Records for this exercise =
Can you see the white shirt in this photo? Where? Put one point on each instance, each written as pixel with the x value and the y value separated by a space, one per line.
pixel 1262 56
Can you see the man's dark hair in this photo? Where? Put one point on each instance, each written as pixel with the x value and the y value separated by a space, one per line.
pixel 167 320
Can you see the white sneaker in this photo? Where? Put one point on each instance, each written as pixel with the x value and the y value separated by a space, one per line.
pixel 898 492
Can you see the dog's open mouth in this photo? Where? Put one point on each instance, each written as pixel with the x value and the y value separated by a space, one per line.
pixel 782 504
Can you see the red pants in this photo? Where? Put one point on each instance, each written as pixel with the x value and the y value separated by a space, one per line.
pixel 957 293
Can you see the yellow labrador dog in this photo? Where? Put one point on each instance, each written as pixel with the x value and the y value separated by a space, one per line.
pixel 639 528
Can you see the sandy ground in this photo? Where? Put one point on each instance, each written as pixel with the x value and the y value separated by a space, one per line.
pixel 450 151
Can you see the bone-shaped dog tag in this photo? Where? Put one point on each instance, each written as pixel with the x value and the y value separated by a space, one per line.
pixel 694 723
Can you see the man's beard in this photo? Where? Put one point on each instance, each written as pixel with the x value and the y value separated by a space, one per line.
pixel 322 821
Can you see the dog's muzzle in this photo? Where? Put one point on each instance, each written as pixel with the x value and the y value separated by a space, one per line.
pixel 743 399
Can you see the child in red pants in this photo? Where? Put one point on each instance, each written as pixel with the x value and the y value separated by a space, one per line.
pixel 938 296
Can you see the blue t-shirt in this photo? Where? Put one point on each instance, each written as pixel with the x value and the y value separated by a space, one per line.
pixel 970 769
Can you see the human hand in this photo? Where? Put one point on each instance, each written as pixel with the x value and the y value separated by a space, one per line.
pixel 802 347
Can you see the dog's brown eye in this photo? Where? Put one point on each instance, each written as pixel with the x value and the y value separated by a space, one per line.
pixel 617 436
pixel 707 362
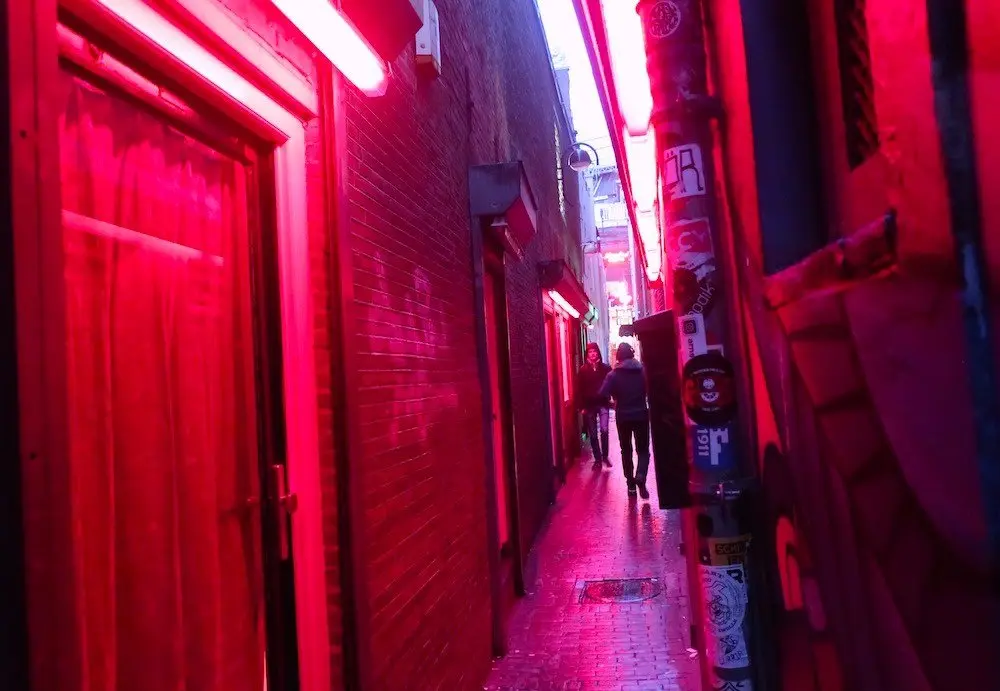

Task to complete =
Convert everything from the line containing "Can you see the dog's muzzle" down to the line containing "pixel 743 399" into a two-column CSV with the headers text and answer. Give one row per entry, with its text and its answer each in a single quoted field and any line breaks replaced by spaces.

Exercise result =
text,answer
"Can you see the dog's muzzle in this photo? Where? Put one point on each instance, each written as pixel with the x value and the y value separated by a space, one per line.","pixel 743 399"